• _TEXT UNDER STUDY_:

┌──

Source: Association of Salaried Medical Specialists – Press Release/Statement:

Headline: Insurers funding record healthcare as access to public system worsens

Health insurers have been funding record levels of healthcare and covering more surgery as DHBs struggle to meet people’s needs in a reasonable timeframe, the Health Funds Association (HFANZ) said today.
Commenting on the release of health insurance statistics for the 2018 year, HFANZ chief executive Roger Styles said health insurance was actually providing a safety net to the public system for those who have it.
“It’s clear we have not seen any improvement in access to public surgery in the past year. If anything it seems to have got worse,” Mr Styles said.
He said there had been huge disruption in the public hospital sector, with waves of industrial action having an adverse impact on DHBs meeting people’s surgery needs, and DHBs set to cut spending further to avoid massive debt blowouts.

└──

• _TASKS FOR THIS EXERCISE_:
a) In the press release, who is the chief executive of the Health Funds Association?
b) Write out the press release passage between "Source: Association of" and "(HFANZ) said today.", inclusive.
c) In one to three sentences, explain what the press release says has hurt DHBs' ability to meet people's surgery needs.

• _PROVIDED MATERIAL_:
┌──

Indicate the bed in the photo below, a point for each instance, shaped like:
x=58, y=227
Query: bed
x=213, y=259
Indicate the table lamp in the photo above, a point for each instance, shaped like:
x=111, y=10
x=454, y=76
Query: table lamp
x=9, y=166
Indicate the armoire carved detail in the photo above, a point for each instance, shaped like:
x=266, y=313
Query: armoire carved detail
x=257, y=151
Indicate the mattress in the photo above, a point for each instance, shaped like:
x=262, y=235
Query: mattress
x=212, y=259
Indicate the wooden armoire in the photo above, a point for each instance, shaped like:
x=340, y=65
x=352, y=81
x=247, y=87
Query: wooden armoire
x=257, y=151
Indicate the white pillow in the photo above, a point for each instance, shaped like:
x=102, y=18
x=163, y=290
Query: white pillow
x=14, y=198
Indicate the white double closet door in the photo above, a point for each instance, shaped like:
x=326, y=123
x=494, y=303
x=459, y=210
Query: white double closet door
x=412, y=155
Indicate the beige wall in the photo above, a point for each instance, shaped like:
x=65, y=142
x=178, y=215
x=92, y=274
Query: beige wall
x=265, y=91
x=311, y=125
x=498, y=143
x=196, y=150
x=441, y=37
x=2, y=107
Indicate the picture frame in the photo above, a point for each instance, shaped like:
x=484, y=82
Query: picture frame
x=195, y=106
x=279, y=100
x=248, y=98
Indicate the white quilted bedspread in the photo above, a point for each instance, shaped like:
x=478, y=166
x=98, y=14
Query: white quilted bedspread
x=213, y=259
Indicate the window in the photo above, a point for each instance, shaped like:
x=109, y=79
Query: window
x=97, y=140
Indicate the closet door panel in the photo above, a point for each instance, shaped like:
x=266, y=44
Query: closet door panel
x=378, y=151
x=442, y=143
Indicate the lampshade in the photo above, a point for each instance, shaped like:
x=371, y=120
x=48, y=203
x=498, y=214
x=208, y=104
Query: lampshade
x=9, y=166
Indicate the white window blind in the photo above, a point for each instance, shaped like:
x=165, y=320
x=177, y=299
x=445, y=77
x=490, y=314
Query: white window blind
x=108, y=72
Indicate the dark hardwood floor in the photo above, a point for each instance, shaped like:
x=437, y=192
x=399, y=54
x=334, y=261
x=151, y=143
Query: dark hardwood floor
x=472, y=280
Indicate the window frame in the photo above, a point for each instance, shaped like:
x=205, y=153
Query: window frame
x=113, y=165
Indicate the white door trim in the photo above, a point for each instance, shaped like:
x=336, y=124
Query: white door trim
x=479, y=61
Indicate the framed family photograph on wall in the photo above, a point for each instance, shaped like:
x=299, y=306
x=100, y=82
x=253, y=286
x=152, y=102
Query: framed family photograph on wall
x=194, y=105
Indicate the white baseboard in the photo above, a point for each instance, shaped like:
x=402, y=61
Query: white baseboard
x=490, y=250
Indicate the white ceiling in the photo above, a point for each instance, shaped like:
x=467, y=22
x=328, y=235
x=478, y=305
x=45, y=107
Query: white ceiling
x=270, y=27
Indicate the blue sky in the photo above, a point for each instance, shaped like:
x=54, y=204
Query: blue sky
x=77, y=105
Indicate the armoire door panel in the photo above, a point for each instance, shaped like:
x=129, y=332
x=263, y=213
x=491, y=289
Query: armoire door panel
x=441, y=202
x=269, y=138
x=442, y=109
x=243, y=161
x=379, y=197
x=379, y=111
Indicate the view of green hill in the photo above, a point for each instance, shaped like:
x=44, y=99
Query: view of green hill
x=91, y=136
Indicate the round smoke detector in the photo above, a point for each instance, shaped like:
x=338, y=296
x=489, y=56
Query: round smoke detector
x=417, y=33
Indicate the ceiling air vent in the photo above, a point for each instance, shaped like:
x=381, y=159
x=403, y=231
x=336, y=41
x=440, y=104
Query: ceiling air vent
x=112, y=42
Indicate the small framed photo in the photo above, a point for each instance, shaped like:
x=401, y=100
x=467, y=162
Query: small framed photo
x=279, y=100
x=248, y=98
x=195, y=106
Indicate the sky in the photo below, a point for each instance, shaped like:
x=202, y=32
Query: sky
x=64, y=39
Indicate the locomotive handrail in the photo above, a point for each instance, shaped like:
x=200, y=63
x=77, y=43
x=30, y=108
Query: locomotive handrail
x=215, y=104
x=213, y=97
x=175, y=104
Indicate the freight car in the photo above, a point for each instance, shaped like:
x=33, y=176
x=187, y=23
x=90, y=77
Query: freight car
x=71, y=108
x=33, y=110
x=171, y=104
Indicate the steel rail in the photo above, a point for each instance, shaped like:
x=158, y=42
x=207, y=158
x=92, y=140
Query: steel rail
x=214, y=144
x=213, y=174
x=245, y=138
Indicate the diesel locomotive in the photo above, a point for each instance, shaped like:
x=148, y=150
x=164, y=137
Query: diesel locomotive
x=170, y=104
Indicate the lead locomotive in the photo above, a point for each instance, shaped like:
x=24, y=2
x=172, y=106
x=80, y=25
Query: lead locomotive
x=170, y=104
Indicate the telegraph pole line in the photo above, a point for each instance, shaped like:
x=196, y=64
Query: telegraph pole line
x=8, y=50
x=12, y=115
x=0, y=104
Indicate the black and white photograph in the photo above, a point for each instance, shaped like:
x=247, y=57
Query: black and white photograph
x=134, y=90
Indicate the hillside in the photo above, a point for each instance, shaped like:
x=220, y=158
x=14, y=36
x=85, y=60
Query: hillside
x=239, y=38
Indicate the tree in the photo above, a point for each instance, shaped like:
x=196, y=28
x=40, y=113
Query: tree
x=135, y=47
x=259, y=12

└──

• _ANSWERS TO THE EXERCISES_:
a) Roger Styles.

b)
Source: Association of Salaried Medical Specialists – Press Release/Statement:

Headline: Insurers funding record healthcare as access to public system worsens

Health insurers have been funding record levels of healthcare and covering more surgery as DHBs struggle to meet people’s needs in a reasonable timeframe, the Health Funds Association (HFANZ) said today.

c) Mr Styles said there had been huge disruption in the public hospital sector. Waves of industrial action had an adverse impact on DHBs meeting people's surgery needs.